== Material for this exercise ==

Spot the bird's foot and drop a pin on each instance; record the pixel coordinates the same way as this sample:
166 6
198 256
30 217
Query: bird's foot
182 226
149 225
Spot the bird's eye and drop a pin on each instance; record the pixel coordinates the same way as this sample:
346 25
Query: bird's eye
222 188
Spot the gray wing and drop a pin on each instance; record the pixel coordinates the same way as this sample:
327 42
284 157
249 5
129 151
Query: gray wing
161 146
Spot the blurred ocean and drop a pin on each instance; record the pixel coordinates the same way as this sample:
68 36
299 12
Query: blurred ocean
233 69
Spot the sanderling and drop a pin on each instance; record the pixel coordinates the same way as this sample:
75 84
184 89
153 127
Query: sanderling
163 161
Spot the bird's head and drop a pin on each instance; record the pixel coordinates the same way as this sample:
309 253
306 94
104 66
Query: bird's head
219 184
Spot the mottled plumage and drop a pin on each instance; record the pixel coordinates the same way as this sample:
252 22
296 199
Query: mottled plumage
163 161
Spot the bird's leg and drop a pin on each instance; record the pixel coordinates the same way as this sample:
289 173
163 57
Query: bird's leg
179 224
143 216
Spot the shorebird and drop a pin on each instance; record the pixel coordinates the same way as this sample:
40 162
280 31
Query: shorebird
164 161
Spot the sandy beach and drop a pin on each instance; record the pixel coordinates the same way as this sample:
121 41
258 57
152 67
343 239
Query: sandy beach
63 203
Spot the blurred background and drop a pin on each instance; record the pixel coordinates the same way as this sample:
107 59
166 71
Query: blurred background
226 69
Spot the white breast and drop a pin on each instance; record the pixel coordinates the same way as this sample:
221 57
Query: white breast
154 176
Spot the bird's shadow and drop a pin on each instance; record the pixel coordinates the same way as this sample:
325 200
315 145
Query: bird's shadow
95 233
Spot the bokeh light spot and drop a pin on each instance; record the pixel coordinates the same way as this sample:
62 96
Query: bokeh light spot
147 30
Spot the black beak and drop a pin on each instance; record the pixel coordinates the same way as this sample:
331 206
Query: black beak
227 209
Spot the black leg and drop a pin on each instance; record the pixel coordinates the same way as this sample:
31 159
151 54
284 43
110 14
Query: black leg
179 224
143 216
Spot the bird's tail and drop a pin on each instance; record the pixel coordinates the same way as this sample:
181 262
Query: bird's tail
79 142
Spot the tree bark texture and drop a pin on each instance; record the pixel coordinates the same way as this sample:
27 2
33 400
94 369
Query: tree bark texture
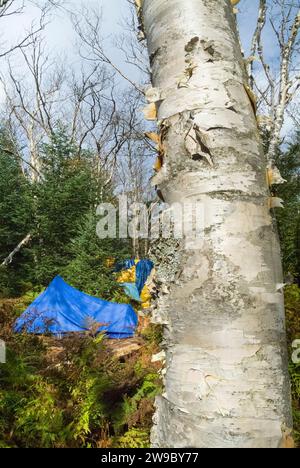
226 381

===

## Activity
From the first line to the last, retype the data exactly, but omit every image.

## Problem solution
Spot the bird's foot and drop a pin on each instance; record the pixel coordinates the same way as this sample:
166 6
198 256
30 217
Query: bird's foot
182 226
149 225
Spot the bird's eye and drop a pin on each instance; record the pixel coordinates the same way as this sample:
346 25
Query: bird's eye
222 188
Spot the gray wing and drop a pin on each instance; record the pixel coordinates the same way as this sample:
327 42
284 157
249 5
129 151
Query: gray wing
161 146
Spot the blurred ocean and drop a pin on each instance; record the pixel coordinates the same way as this sample:
68 36
299 12
Query: blurred ocean
233 69
Spot the sanderling and drop a pin on each instance; record the pixel coordinates the same way as this sample:
75 84
184 89
153 127
Query: sanderling
163 161
Spot the bird's head and drop a pin on each instance; record the pixel coordinates the same way as this sample:
309 253
306 94
104 66
Query: bird's head
219 184
Spot the mottled plumage and drop a pin on each instance; record the pixel coordinates the same way as this sample:
252 22
296 199
Query: mottled plumage
163 161
Spot the bird's leg and drop a pin on each instance; record the pixel coordinates the same way as this sample:
289 173
163 57
Query: bird's leg
179 224
143 216
Spot the shorebird and drop a pin on each instance; record the pixel coordinates the same way as this sample:
40 162
280 31
Query: shorebird
164 161
Spot the sandy beach and drop a pin on each instance; record the pixel coordinates the same way as this sample:
121 41
258 57
152 67
343 239
Query: sandy beach
63 203
Spot the blurred background and drop a pin on each instance; record the pixel coordinates the same way as this sample:
107 59
166 71
Query: blurred background
226 69
Spot the white breast and drop a pin on each instance; record the pixel coordinates the same way as this sample:
221 57
Query: white breast
154 176
Spot the bird's shadow and drop a pin on each instance; record the pixel coordinates the same way as this sample:
325 200
315 145
Query: bird's shadow
95 233
Spot the bokeh light spot and drop a pin on each instance; record the pixel coordinates the same way as this sample:
62 96
Query: bokeh light spot
147 30
Spot the black beak and drop a pin on each instance; record the pixel coordinates the same way as this sample:
331 206
Query: black beak
227 209
Spot the black leg and drop a pin on each instance; record the pixel coordinates the same way as this sample:
31 159
151 54
284 43
110 14
Query: black leg
179 224
143 216
Spot the bird's tail and drop a pin on each instance; record the pixel coordinates the same way as this sample:
181 262
Query: bird's tail
79 142
Spot the tree bark texture and drop a pin on each instance; record the pixel coordinates the same way as this sample:
27 2
33 400
94 369
Query: tree bark texture
226 381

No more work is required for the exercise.